PROBLEM STATEMENT: Write out the records word for word, from their first line through the line that contains "point(571, 197)".

SUPPLIED MATERIAL:
------

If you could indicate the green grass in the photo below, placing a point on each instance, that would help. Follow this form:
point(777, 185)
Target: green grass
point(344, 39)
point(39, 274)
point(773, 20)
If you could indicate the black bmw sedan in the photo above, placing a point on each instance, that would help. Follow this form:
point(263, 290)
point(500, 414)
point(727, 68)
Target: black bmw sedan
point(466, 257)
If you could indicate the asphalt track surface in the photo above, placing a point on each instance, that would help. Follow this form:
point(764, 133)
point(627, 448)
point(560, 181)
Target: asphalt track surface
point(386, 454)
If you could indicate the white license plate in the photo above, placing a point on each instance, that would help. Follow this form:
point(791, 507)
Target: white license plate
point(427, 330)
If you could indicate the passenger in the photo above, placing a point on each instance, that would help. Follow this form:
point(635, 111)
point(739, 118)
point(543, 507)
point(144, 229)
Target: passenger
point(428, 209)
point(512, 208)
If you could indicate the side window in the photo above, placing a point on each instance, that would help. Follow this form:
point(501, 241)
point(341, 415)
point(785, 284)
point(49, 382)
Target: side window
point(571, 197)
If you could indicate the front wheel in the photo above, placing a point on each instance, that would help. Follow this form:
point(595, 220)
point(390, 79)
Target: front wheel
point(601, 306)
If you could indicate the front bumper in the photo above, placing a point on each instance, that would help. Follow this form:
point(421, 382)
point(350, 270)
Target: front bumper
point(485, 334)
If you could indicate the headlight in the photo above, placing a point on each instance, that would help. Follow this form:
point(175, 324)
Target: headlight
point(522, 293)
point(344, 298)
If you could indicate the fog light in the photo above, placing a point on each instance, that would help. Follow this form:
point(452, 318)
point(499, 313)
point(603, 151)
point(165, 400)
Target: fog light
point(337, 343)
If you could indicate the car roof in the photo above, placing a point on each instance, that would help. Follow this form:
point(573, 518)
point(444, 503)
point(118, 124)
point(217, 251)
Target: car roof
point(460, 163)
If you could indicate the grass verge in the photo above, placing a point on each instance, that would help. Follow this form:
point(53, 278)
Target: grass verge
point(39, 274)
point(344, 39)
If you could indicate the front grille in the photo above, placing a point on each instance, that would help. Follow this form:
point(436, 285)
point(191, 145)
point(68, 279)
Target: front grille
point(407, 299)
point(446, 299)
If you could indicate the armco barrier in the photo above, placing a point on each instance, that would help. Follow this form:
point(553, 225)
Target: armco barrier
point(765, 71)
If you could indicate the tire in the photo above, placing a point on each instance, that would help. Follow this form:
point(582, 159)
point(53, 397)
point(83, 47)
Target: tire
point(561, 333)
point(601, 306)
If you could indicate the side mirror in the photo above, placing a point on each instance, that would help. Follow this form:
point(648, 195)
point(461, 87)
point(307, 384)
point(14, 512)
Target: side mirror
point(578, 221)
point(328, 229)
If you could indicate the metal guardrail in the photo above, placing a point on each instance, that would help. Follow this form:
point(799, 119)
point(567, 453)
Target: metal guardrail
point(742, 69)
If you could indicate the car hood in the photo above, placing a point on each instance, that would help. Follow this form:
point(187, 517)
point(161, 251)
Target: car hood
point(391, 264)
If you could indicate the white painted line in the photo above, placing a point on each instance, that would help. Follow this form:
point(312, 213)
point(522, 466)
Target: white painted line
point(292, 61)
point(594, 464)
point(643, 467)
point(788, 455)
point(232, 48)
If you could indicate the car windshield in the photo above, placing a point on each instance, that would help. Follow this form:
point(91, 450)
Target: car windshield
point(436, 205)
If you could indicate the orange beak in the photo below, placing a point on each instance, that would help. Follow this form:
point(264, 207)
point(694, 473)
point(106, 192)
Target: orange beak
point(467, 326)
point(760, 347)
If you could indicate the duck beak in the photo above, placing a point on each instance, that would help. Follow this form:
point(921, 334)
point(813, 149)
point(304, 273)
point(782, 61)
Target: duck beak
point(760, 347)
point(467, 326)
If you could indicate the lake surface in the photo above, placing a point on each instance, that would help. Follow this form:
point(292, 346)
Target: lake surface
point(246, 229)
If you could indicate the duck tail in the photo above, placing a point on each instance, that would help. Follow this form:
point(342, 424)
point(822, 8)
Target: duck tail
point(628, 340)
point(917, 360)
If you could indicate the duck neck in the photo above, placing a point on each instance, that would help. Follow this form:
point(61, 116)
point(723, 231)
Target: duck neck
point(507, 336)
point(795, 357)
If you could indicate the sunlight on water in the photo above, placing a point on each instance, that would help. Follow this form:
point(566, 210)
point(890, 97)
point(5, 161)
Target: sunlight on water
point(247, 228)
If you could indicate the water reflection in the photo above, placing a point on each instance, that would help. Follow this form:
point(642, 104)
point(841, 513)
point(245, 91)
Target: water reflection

------

WRITTEN RESPONSE:
If you could indicate the green grass in the photo below, placing a point on each instance, that would help. Follow this form:
point(777, 185)
Target: green grass
point(344, 39)
point(39, 274)
point(773, 20)
If you could indicate the black bmw sedan in the photo above, placing a point on each instance, that would help. Follow this form:
point(263, 290)
point(500, 414)
point(727, 68)
Target: black bmw sedan
point(466, 257)
If you could indicate the asphalt track surface in the photo above, placing a point on each instance, that would help. Follow this form:
point(764, 133)
point(627, 448)
point(560, 181)
Target: asphalt track surface
point(386, 454)
If you could indicate the white license plate in the photo above, placing a point on each instance, that would help. Follow this form:
point(791, 507)
Target: white license plate
point(427, 330)
If you could indicate the passenger in the photo above, placing a point on each instance, that would help. Follow this form:
point(635, 111)
point(739, 118)
point(543, 507)
point(144, 229)
Target: passenger
point(428, 209)
point(512, 208)
If you could indicate the side window in the photo above, placing a point on each instance, that would help. Follow this form:
point(501, 241)
point(341, 415)
point(785, 284)
point(49, 382)
Target: side window
point(571, 197)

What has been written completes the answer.